Required work
Can you quote exactly the stretch of lines from the one with "of the sepia" through the final line of the material, both ends included?

Task inputs
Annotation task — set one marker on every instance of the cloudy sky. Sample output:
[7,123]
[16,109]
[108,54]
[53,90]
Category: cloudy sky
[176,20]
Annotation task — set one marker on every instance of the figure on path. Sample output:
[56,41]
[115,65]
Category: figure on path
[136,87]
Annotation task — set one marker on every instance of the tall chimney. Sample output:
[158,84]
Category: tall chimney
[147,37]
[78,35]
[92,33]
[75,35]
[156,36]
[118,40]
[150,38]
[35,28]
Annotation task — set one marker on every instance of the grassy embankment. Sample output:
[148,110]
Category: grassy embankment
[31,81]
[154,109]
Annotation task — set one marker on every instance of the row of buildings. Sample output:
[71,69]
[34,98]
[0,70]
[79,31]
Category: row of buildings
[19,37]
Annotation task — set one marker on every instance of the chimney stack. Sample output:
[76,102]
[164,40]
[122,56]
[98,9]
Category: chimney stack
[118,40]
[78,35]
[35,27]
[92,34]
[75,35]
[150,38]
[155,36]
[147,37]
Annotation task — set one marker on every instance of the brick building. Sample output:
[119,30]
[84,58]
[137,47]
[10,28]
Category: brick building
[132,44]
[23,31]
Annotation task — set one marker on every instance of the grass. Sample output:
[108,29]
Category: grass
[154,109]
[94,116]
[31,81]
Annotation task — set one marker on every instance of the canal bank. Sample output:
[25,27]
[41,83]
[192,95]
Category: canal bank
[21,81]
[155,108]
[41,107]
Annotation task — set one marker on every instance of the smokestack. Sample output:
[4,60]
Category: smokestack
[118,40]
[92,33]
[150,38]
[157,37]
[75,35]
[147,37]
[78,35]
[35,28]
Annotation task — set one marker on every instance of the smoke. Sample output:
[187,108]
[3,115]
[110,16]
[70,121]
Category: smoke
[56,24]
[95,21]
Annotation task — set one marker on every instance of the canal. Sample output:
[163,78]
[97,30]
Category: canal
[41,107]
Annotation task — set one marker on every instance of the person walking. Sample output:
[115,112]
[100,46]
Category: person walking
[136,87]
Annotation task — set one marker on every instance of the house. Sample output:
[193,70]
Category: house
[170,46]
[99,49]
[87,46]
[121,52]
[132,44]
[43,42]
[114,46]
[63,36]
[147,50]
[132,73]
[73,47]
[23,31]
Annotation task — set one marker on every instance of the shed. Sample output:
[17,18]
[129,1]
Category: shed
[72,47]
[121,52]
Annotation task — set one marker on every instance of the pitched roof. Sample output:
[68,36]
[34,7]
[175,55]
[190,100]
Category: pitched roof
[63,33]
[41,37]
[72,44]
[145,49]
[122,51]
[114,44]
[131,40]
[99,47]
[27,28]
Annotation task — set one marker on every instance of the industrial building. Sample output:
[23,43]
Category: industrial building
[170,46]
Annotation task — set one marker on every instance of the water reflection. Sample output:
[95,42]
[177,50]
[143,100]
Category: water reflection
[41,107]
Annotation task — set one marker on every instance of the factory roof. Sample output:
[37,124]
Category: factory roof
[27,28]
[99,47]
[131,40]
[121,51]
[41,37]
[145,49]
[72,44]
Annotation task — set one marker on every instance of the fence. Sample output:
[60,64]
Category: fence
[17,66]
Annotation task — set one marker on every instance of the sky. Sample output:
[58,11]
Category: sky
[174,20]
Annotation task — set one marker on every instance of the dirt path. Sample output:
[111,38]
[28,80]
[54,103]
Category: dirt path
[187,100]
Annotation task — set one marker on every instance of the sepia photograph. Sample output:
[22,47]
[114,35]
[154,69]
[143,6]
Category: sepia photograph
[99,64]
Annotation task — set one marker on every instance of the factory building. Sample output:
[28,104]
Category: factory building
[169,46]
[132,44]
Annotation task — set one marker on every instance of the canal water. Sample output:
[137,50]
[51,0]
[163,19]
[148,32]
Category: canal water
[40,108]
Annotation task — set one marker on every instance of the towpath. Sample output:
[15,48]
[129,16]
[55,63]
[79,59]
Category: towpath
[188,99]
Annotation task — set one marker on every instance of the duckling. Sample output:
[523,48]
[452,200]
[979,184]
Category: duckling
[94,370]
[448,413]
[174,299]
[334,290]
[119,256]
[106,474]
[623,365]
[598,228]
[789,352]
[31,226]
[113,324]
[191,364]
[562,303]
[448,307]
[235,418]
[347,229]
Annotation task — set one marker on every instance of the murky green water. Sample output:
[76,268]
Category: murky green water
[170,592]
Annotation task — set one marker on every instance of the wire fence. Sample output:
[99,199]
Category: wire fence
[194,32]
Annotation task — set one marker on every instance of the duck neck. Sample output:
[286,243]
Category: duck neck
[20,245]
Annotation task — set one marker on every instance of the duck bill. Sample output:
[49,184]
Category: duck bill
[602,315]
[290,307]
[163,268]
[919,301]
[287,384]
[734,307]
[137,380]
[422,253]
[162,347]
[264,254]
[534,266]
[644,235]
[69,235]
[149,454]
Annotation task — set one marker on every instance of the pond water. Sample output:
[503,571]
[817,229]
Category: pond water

Exercise output
Annotation task — set one marker on every instance of the sepia photograph. Sample output:
[22,47]
[114,35]
[154,69]
[143,6]
Category: sepia photograph
[99,64]
Annotation task — set one marker on every instance of the factory building. Sample output:
[28,104]
Category: factory building
[169,46]
[132,44]
Annotation task — set one marker on every instance of the canal water. Sample output:
[137,50]
[51,0]
[163,19]
[148,32]
Category: canal water
[40,108]
Annotation task — set one marker on every instance of the towpath. Sample output:
[15,48]
[129,16]
[55,63]
[79,59]
Category: towpath
[188,99]
Annotation task — set one marker on every instance of the duckling. Sample output:
[523,48]
[452,200]
[979,184]
Category: duckling
[94,370]
[448,413]
[174,299]
[334,290]
[119,256]
[106,474]
[623,365]
[598,228]
[789,352]
[31,226]
[113,324]
[191,364]
[562,303]
[448,307]
[235,418]
[347,229]
Annotation task — set one marker on every instance of the murky green water. Sample output:
[76,268]
Category: murky green water
[170,592]
Annotation task — set one marker on every instance of the wire fence. Sample output:
[99,199]
Category: wire fence
[194,32]
Annotation task — set one marker on every instance of the duck neck. Sample output:
[286,243]
Category: duck neck
[20,245]
Annotation task — set one marker on every instance of the duck bill. Sample output:
[49,184]
Category: duck bill
[602,315]
[290,307]
[163,268]
[919,301]
[287,384]
[734,307]
[137,380]
[422,253]
[162,347]
[264,254]
[534,266]
[644,235]
[69,235]
[149,454]
Annotation task — set one marker on every instance of the pond water. Sample output:
[503,571]
[817,229]
Category: pond water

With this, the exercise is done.